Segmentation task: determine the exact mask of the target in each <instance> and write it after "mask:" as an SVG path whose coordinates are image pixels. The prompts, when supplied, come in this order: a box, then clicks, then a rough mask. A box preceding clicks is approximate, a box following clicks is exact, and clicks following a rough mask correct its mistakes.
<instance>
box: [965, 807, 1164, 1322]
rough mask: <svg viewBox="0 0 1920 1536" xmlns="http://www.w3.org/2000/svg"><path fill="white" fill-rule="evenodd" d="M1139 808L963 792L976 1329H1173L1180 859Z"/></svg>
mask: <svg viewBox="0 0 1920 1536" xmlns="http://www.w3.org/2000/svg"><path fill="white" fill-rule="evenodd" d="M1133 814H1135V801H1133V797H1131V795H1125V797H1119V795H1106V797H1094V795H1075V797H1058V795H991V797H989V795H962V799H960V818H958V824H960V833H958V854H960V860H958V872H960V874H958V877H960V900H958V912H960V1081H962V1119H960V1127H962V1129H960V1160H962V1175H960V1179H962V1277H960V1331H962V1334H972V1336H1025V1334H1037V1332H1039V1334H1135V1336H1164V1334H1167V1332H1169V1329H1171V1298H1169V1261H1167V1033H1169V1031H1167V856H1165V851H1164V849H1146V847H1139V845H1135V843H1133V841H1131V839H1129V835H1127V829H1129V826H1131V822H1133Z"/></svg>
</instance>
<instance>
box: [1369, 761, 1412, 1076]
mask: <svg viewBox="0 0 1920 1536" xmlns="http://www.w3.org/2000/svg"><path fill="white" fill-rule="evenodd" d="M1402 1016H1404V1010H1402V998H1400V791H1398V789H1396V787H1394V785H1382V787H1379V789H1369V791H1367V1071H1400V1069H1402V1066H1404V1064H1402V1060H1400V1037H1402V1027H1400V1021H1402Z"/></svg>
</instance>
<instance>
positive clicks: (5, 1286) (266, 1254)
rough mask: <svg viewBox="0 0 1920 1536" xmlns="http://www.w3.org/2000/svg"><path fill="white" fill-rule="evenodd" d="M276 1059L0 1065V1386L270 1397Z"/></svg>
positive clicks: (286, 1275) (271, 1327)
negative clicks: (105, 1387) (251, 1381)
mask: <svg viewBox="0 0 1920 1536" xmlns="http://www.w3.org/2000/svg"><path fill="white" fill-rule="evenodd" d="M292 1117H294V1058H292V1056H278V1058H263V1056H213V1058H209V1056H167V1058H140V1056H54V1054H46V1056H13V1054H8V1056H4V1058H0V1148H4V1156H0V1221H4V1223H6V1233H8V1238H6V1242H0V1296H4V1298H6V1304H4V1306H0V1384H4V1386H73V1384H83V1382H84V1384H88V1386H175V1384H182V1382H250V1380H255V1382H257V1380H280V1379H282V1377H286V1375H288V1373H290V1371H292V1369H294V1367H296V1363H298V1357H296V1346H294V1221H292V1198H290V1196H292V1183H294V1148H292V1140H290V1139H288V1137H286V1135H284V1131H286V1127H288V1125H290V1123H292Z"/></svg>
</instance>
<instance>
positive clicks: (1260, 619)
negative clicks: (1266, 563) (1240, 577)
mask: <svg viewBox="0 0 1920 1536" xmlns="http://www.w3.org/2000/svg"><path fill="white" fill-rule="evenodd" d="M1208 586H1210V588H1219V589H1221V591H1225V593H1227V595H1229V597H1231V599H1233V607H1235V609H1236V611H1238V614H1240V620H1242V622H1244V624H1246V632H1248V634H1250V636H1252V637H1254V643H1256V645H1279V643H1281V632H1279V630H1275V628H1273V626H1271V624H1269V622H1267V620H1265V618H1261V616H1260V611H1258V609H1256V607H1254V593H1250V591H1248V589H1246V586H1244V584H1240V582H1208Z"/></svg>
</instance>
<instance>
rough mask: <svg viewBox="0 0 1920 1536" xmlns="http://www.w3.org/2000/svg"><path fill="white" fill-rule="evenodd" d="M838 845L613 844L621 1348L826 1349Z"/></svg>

• Work request
Copy out all lines above that include the string "positive".

• Problem solution
positive clicks: (5, 1286) (266, 1254)
positive clicks: (286, 1275) (271, 1327)
positive clicks: (1260, 619)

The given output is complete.